## Aim of the task
Word for word, set down the entries that follow.

[Referring expression pointing data]

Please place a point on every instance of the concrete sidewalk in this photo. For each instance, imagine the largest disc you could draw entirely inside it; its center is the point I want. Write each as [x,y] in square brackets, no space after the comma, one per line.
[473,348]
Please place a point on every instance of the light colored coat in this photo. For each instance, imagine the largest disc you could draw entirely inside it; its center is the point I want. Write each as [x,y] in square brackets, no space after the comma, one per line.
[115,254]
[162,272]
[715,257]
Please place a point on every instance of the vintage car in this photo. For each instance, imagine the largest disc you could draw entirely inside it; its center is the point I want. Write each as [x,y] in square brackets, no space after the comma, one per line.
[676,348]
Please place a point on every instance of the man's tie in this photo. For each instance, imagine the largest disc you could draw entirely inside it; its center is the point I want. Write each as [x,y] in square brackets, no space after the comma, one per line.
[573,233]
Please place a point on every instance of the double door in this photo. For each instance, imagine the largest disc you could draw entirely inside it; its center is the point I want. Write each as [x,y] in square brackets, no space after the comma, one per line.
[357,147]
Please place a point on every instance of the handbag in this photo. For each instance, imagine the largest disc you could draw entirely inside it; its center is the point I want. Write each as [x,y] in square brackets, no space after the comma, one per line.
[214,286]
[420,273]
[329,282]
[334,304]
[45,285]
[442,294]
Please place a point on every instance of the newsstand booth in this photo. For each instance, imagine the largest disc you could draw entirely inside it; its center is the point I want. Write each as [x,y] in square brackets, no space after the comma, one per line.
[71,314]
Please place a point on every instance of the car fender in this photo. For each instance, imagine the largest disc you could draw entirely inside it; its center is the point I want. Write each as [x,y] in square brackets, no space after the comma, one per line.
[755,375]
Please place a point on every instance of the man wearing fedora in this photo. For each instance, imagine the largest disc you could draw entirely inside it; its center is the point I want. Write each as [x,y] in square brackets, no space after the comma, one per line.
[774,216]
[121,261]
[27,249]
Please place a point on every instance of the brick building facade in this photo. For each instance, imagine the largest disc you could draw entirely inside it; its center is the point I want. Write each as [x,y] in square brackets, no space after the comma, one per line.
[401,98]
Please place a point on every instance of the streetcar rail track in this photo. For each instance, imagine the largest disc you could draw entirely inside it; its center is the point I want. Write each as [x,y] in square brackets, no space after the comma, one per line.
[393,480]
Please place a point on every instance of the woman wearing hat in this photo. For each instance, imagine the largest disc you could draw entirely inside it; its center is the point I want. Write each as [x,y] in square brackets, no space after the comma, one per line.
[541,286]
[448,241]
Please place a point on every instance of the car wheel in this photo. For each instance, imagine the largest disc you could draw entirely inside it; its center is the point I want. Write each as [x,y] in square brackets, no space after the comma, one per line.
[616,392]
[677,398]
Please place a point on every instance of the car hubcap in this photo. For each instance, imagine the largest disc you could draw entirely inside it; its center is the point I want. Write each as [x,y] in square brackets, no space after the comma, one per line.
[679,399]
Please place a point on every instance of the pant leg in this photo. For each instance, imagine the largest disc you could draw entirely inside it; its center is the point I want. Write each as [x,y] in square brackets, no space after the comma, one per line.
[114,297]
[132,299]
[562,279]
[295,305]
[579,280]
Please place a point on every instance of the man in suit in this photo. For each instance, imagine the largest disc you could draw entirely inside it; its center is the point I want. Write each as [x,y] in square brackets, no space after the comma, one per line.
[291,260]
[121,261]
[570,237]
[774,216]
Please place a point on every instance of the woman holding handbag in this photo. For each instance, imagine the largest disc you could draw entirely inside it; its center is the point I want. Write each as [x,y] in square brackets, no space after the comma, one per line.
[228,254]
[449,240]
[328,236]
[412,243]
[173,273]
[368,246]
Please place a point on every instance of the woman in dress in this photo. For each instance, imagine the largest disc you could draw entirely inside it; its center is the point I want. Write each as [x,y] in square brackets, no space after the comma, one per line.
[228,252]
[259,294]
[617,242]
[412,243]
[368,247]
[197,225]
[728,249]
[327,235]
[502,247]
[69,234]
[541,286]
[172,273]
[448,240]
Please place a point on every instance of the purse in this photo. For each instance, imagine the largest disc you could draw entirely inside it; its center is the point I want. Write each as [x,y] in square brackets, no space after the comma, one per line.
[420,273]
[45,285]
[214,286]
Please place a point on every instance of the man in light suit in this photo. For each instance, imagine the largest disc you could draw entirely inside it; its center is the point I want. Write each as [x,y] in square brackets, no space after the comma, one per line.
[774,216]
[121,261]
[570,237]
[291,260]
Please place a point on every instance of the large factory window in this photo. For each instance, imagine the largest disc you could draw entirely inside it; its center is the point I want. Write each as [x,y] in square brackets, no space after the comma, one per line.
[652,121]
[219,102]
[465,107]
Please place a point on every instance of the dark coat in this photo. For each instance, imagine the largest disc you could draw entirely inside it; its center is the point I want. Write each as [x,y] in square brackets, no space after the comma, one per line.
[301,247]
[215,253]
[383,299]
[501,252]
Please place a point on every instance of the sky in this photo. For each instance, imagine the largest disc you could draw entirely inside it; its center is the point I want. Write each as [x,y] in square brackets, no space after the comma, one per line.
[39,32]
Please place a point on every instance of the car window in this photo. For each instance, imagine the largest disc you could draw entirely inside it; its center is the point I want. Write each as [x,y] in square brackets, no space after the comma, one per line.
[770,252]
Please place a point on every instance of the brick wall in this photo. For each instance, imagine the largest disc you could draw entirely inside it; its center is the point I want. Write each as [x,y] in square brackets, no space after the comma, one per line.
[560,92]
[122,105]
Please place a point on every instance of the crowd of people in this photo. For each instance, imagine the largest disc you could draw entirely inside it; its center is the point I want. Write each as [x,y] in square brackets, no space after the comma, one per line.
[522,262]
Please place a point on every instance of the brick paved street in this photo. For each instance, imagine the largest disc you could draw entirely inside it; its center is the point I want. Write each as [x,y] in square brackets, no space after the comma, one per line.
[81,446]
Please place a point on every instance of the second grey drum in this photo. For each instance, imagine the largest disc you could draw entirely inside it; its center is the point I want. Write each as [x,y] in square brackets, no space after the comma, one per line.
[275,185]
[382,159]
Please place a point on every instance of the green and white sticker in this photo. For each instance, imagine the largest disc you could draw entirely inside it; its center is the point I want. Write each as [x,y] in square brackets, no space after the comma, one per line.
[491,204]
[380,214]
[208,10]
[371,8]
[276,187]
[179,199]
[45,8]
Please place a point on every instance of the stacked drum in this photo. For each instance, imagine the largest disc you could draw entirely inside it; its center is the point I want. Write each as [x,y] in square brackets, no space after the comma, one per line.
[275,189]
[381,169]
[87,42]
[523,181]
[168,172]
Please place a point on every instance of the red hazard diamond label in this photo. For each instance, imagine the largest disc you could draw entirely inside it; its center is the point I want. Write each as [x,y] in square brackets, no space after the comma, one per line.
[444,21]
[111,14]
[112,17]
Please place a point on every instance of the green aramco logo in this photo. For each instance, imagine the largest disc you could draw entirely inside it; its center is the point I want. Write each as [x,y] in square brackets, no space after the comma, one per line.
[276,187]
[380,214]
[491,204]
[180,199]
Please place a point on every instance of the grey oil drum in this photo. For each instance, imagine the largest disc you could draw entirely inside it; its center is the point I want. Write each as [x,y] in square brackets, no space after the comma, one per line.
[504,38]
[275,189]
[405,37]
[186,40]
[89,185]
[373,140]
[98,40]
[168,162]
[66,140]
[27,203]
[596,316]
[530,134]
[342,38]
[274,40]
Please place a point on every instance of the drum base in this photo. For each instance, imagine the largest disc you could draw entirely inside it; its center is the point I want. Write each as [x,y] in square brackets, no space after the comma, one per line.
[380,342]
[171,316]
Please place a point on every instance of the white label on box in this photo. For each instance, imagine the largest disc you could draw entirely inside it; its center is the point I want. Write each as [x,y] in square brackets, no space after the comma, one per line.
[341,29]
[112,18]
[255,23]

## Output
Please place a point on every instance of the concrete sidewalk in this photo. For each instance, imagine the largest disc you could draw entirely inside it; its center is the point I want. Write each as [x,y] in square brackets, no space after the comma, one per line.
[473,348]
Please place a point on every instance of the light colored coat in this photo. For each instance, imagine the largest disc you could draw entirely inside it; its center is the point I want. Write each as [x,y] in square brackets, no space after the comma, one per line.
[115,254]
[162,272]
[715,257]
Please place a point on every instance of the vintage car in this photo. For each instance, imagine the largest disc you could draw entirely inside it; its center is the point I want. Write each as [x,y] in square brackets, no space after the comma, one per line.
[676,348]
Please place a point on every instance of the man's tie in this photo. For each instance, imagine the largest disc you could draw entirely inside it; its center is the point I want. Write each as [x,y] in square brackets, no space after the comma, one per line.
[573,233]
Please place a point on every instance of the double door in this photo. For each instance, imagine the largest disc you could draw entirely inside it; its center is the point I want. Write each as [x,y] in square brackets, no space after the comma, one per line.
[357,147]
Please place a point on every instance of the handbag in this photo. For each instance, imagine the largest disc you could draw entirely inside it; its center is the point I want. Write each as [x,y] in square brackets, no space after the comma, one per line.
[214,286]
[420,273]
[329,282]
[334,304]
[45,285]
[442,294]
Please place a point on every instance of the newsstand booth in this photo. For each instance, imagine the largest disc you could draw entirely inside it; its center is the point I want. Write each as [x,y] in square brackets, no space after the comma, one per line.
[71,314]
Please place a point on every instance of the car fender in this photo. For each instance, imagine the largest disc you could draw entirely inside it; its center is the point I want. Write each as [x,y] in square brackets, no space after the comma, one per line.
[755,375]
Please place a point on every instance of the man wearing fedora in this photo. For each instance, imagine the largest disc you could draw entirely inside it; its center is the point I want. Write each as [x,y] in square brackets, no space after the comma, one per line.
[774,216]
[121,261]
[27,249]
Please place a point on every instance of the brick building facade in this photo. For each instance, imagine the largest disc you could draw entirely inside it; its center is the point I want. Write each as [x,y] in square brackets, no space after the comma, one per line.
[401,98]
Please place a point on every instance of the streetcar rail track in this photo. For each instance, imagine the largest disc you could draw entirely inside it; its center is the point I want. Write each as [x,y] in square brackets, no space after the comma, one per line.
[393,480]
Please place a point on every instance of the woman wearing hat in this photo. For each instance, imagine the largest disc you could draw entirely inside it; its center is the point I want. Write each as [x,y] in square brackets, no space after the comma, one per line.
[541,286]
[448,241]
Please place a point on every instance of the car wheel in this photo. For each instance, imagine the largest disc you could draw entirely inside it; its center is the point I want. Write each as [x,y] in square brackets, no space after the comma, one per line.
[616,392]
[677,398]
Please place a point on every instance of the car hubcap in this photo. For each instance, imagine the largest disc you could draw entirely inside it; its center is the point I want. Write each as [x,y] in square brackets, no space after the comma, one per line.
[679,399]
Please place a point on every instance of the pant leg in this photo. For each instance, imagine the largest disc you could draw entirely inside it; its center is the point I want. Write each as [x,y] in square brackets, no space after the comma, one per line.
[114,297]
[132,299]
[562,279]
[295,305]
[579,280]
Please place a point on every instance of the man in suit in this photo. For each instance, imagine the largest disc you could draw entirely inside it; its center is the point I want. Write each as [x,y] in square brackets, no space after the comma, one per line.
[291,260]
[121,261]
[570,237]
[774,216]
Please place a point on every instance of the woman holding handbag in this photo. For each instance, imagine the largest disc you could draw entirely inside it; its center is the point I want. Write each as [x,y] in square brackets, no space after the comma, one per line.
[228,254]
[449,240]
[328,236]
[412,243]
[173,273]
[368,246]
Please place a point on every instance of the woman in dress in this photo. For each instance, imagine the largest disc you could draw entirely inside it; its center is the point I want. Write each as [x,y] in square brackets, no space after the comma, one per line.
[228,252]
[259,294]
[617,242]
[412,243]
[368,247]
[197,225]
[728,249]
[327,235]
[502,247]
[69,234]
[541,286]
[172,273]
[448,240]
Please place a point on every instance of the purse in this photo. For each instance, imagine the largest disc you could draw entirely inside it; its center is the point I want. Write each as [x,y] in square brackets, no space after the comma, one per line.
[420,273]
[45,285]
[214,286]
Please place a point on every instance of the man in light suit in this photo. For each instance, imagine the largest disc you could draw entirely inside it; its center is the point I want. Write each as [x,y] in square brackets, no space after the comma, one per line.
[774,216]
[121,261]
[570,237]
[291,260]
Please place a point on every instance of the large factory window in this photo. For each instance, imagine the largest disc you could draw entirely inside it; its center is the point I want. Write each as [x,y] in square brackets, no space after the comma, one per line.
[652,121]
[219,102]
[465,107]
Please place a point on every instance of the dark coat in this photo. For each instance, imagine the largest disc you could draw entirely inside it; its center is the point I want. Write each as [x,y] in square brackets, no space after the comma, one per line.
[301,247]
[215,253]
[383,299]
[501,252]
Please place a point on every instance of the sky in this photo. For each instance, imagine the largest disc you could draw entirely inside it; its center is the point I want. Write each as [x,y] in square brackets, no space after the comma, one per line.
[39,32]
Please place a point on every instance of the car window in this photo. For each instance, imagine the largest disc you could draw entirely inside it; its center is the point I want. Write each as [x,y] in square brackets, no space after the comma, one per line.
[770,252]
Please place a point on every instance of the brick wall in this photo. For each instance, imagine the largest disc you could draw entirely inside it; its center is the point I want. Write each as [x,y] in square brackets, no space after the comma, one per line.
[560,92]
[122,105]
Please place a point on every instance of the crowd of people in this photo. For each instance, imagine the largest disc you could draw entirely inside it; its center is the point I want. Write each as [x,y] in square brackets, no space after the comma, one per line.
[522,262]
Please place a point on every instance of the brick paved street in this photo. For each instance, imagine the largest disc you could draw entirely inside it; its center is the point I want. Write each as [x,y] in square brackets, no space after the comma, one per line.
[81,446]
Please place a point on every instance of the second grey drum in this photo. For each instance, imagine the largest disc you could draw entirely inside it; its center is the point I want. Write each as [x,y] in square brackets, no space after the comma, one per line.
[275,185]
[382,159]
Please place a point on every instance of the green and white sticker in this photo. For each instance, imagine the largest disc you could draw entirely inside it; its center is the point I want. Write each as [x,y] in square brackets, no space after the comma, one per line.
[491,204]
[380,214]
[208,10]
[371,8]
[276,187]
[179,199]
[45,8]
Please place a point on every instance of the stacked drum in this photo. For each instance, imagine the largest disc you could draw entirely inside it; its center is the point I want. Write each as [x,y] in square brackets, no space after the comma, one per line.
[275,189]
[381,169]
[87,42]
[523,181]
[168,172]
Please place a point on every instance of the red hazard diamond label in this photo. For each instance, imagine the largest disc you could draw entirely inside it; its center is the point I want. Write each as [x,y] in square brackets, no space after the comma, one per line.
[444,21]
[111,14]
[112,17]
Please place a point on every instance of the green aramco logo in this photo. For each instance, imagine the largest disc you could draw entirely inside it; its center is the point I want. Write each as [x,y] in square brackets, no space after the comma, one per line.
[276,187]
[380,214]
[491,204]
[180,199]
Please place a point on every instance of the grey oil drum in this photo. For each instance, imagine the largest disc you could draw entirely inside it; its center is the point I want. Write each as [x,y] in square brackets, no space after the comma, one per line.
[504,38]
[275,189]
[405,37]
[186,40]
[89,185]
[373,140]
[98,40]
[168,162]
[66,140]
[27,203]
[596,316]
[530,134]
[342,38]
[274,40]
Please place a point on every instance of the drum base in this photo. For each instance, imagine the largest disc you could draw entirely inside it; its center is the point I want. Write each as [x,y] in square brackets, no space after the comma, one per line.
[380,342]
[171,316]
Please place a point on every instance of the white label on box in this photo. For each instance, imagine the largest disc you could draw entirely inside it; its center is the point I want. Write each as [x,y] in square brackets, no space after the comma, one per line.
[341,29]
[112,18]
[255,23]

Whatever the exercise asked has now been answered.